TASK =>
Return every line of the data below verbatim, from the first line to the last.

DATA TO PROCESS =>

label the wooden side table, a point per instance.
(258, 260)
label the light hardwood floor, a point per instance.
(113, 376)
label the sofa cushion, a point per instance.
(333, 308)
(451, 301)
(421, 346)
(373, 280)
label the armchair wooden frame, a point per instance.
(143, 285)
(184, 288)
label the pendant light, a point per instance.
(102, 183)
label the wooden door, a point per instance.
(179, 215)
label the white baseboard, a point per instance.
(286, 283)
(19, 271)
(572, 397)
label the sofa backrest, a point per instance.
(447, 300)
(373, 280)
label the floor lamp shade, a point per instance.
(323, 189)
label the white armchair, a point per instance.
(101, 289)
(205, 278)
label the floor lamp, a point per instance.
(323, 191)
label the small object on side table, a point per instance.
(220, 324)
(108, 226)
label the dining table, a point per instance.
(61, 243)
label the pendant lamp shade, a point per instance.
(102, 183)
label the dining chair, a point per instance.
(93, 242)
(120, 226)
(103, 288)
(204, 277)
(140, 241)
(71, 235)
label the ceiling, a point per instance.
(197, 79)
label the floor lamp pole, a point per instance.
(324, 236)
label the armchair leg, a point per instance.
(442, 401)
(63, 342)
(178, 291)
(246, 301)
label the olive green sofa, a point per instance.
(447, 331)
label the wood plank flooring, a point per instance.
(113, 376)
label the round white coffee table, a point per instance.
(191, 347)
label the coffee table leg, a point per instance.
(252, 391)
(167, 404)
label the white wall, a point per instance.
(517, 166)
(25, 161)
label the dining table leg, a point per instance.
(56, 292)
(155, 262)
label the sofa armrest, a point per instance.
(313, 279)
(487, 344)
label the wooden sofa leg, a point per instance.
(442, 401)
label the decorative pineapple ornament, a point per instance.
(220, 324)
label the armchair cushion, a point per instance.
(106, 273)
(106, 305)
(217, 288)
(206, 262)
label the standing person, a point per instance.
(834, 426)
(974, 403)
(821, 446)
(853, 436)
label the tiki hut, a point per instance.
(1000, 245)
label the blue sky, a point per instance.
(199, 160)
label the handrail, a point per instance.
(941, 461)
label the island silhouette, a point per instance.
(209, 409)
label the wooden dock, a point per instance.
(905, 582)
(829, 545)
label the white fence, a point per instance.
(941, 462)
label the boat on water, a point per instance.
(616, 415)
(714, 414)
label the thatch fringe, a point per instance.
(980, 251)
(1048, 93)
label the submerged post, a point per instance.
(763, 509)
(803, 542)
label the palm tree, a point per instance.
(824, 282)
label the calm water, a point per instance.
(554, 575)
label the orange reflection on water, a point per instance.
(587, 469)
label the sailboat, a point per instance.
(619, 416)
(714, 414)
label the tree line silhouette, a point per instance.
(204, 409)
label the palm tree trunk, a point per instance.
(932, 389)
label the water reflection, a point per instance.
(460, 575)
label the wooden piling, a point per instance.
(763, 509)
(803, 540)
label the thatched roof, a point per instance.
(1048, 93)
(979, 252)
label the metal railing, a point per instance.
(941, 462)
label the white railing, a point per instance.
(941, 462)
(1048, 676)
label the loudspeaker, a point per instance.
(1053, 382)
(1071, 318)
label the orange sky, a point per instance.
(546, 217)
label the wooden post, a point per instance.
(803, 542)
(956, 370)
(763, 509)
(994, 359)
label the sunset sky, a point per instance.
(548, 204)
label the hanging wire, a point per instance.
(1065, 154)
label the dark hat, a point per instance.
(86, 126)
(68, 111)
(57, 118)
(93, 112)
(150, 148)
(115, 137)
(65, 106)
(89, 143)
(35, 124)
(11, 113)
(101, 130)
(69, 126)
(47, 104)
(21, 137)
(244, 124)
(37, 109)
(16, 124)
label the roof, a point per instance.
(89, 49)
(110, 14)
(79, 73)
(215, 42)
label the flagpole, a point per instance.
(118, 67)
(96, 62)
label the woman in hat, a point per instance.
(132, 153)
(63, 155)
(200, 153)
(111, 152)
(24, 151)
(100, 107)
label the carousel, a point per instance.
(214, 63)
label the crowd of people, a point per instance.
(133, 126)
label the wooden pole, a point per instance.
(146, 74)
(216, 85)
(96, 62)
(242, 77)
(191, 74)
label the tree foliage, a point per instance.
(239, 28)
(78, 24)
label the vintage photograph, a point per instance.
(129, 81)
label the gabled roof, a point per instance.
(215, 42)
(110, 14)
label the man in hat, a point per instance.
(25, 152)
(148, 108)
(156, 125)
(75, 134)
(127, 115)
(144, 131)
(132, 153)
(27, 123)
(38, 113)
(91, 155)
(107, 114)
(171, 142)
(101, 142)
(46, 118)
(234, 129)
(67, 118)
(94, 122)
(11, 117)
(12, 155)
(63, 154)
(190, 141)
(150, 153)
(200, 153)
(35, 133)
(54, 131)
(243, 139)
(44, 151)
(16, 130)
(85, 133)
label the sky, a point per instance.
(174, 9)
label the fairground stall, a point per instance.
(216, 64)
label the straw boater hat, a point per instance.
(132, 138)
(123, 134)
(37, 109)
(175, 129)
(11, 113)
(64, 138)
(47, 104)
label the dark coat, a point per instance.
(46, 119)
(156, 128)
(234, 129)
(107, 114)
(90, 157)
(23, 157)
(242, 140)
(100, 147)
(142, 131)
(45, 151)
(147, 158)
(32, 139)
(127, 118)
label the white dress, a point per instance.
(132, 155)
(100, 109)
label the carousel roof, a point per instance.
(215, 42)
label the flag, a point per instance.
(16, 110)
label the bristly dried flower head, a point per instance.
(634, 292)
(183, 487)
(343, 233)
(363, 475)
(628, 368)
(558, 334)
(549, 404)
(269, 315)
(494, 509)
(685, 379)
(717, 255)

SOLUTION TO THIS TASK =>
label the wooden side table, a point per instance.
(258, 260)
label the light hardwood floor, a point per instance.
(113, 376)
label the sofa cushion, a point per instance.
(333, 308)
(451, 301)
(421, 346)
(373, 280)
label the armchair wooden frame, a point per instance.
(143, 285)
(184, 288)
label the pendant light, a point per instance.
(102, 183)
label the wooden door, a point per instance.
(179, 215)
label the white baseboard, a point per instance.
(286, 283)
(19, 271)
(572, 397)
label the sofa backrest, a point per instance.
(447, 300)
(373, 280)
label the floor lamp shade, a point per instance.
(323, 189)
label the white armchair, a point per instance.
(101, 289)
(205, 278)
label the floor lamp, a point per instance.
(323, 191)
label the small object on side table, a point per instance.
(220, 324)
(108, 226)
label the dining table, a point per instance.
(61, 243)
label the pendant lamp shade, a point per instance.
(102, 183)
label the dining chair, a point per instance.
(93, 242)
(120, 226)
(103, 288)
(204, 277)
(140, 241)
(71, 235)
label the ceiling, a point per instance.
(197, 79)
label the floor lamp pole, a point per instance.
(324, 236)
label the armchair leg, a point per instance.
(442, 401)
(63, 342)
(178, 291)
(246, 301)
label the olive green sofa, a point per instance.
(447, 331)
label the wood plank flooring, a point per instance.
(113, 376)
label the round white coffee table, a point per instance.
(191, 347)
label the coffee table leg, a point per instance.
(252, 391)
(167, 404)
label the white wall, a point per instance.
(517, 166)
(25, 161)
label the dining table leg, a point per instance.
(56, 292)
(155, 262)
label the sofa armrest, a point per instance.
(313, 279)
(487, 344)
label the wooden sofa leg, a point per instance.
(442, 401)
label the decorative pineapple ornament, a point per instance.
(220, 324)
label the armchair cushion, a point per instance.
(106, 273)
(106, 305)
(217, 288)
(206, 262)
label the standing person, a point per instance.
(834, 426)
(974, 403)
(821, 446)
(853, 436)
label the tiki hut, a point per instance.
(1000, 245)
label the blue sky, a point per instance.
(199, 160)
label the handrail, a point per instance.
(941, 461)
label the island silhouette, a point per instance.
(209, 409)
label the wooden dock, a point per instance.
(905, 582)
(829, 545)
label the white fence, a point per instance.
(941, 462)
label the boat on water, a point per instance.
(616, 415)
(714, 414)
label the thatch fringe, a point per instance.
(980, 251)
(1048, 93)
label the submerged post, a point per instance.
(763, 509)
(803, 542)
label the palm tree, a point per instance.
(824, 282)
label the calm water, a point per instance.
(554, 575)
label the orange reflection on water, a point per instance.
(587, 469)
label the sailboat, a point per instance.
(619, 416)
(714, 414)
label the tree line silhouette, a point per instance.
(204, 409)
label the palm tree trunk, a point per instance.
(932, 389)
label the water reflection, a point per instance.
(460, 575)
label the wooden piling, a point per instance.
(763, 509)
(803, 540)
label the thatched roof, a point per instance.
(1048, 93)
(979, 252)
label the metal railing, a point per instance.
(941, 462)
label the white railing, a point per instance.
(941, 462)
(1048, 676)
label the loudspeaker, a point per instance.
(1053, 382)
(1071, 318)
label the orange sky, a point per instance.
(546, 217)
label the wooden post, a point per instance.
(803, 542)
(956, 370)
(763, 509)
(994, 359)
label the sunset sky, a point per instance.
(548, 204)
label the hanging wire, a point per instance.
(1065, 154)
label the dark hat, a point per instance.
(86, 126)
(68, 111)
(57, 118)
(93, 112)
(150, 148)
(115, 137)
(65, 106)
(89, 143)
(35, 124)
(11, 113)
(101, 130)
(69, 126)
(47, 104)
(21, 137)
(244, 124)
(37, 109)
(16, 124)
label the roof, a point per instance.
(89, 49)
(110, 14)
(79, 73)
(215, 42)
label the flagpole, a point per instance.
(118, 67)
(96, 62)
label the woman in hat, a point per instance.
(132, 153)
(63, 155)
(200, 153)
(111, 152)
(24, 151)
(100, 107)
label the carousel, a point per instance.
(214, 63)
label the crowd of people, a point per instance.
(133, 126)
label the wooden pole, a point per instance.
(146, 74)
(216, 85)
(96, 62)
(242, 77)
(191, 74)
label the tree foliage, a point per instance.
(239, 28)
(78, 24)
label the vintage photograph, a point per instance.
(129, 81)
label the gabled roof, a point per instance.
(215, 42)
(110, 14)
label the man in hat, a point per instance.
(25, 152)
(148, 108)
(156, 125)
(75, 134)
(127, 115)
(144, 131)
(132, 153)
(27, 123)
(38, 113)
(91, 155)
(107, 114)
(171, 142)
(101, 142)
(46, 118)
(234, 129)
(67, 118)
(94, 122)
(11, 117)
(12, 155)
(63, 154)
(190, 141)
(150, 153)
(200, 153)
(35, 133)
(54, 131)
(243, 139)
(44, 151)
(16, 130)
(85, 133)
label the sky, a point per instance.
(174, 9)
label the fairground stall, a point per instance.
(216, 64)
label the straw boater hat, a point per instance.
(132, 138)
(123, 134)
(37, 109)
(175, 129)
(11, 113)
(64, 138)
(47, 104)
label the dark coat, a point per instance.
(46, 119)
(156, 128)
(234, 129)
(107, 114)
(90, 157)
(23, 157)
(242, 140)
(100, 147)
(142, 131)
(45, 151)
(147, 158)
(32, 139)
(127, 118)
label the white dress, a point per instance.
(132, 155)
(100, 109)
label the carousel roof, a point per instance.
(215, 42)
label the flag, a point per instance.
(16, 110)
label the bristly dried flower head, a point per instance.
(634, 292)
(183, 487)
(343, 233)
(363, 475)
(628, 368)
(558, 334)
(549, 404)
(269, 315)
(494, 509)
(685, 379)
(717, 255)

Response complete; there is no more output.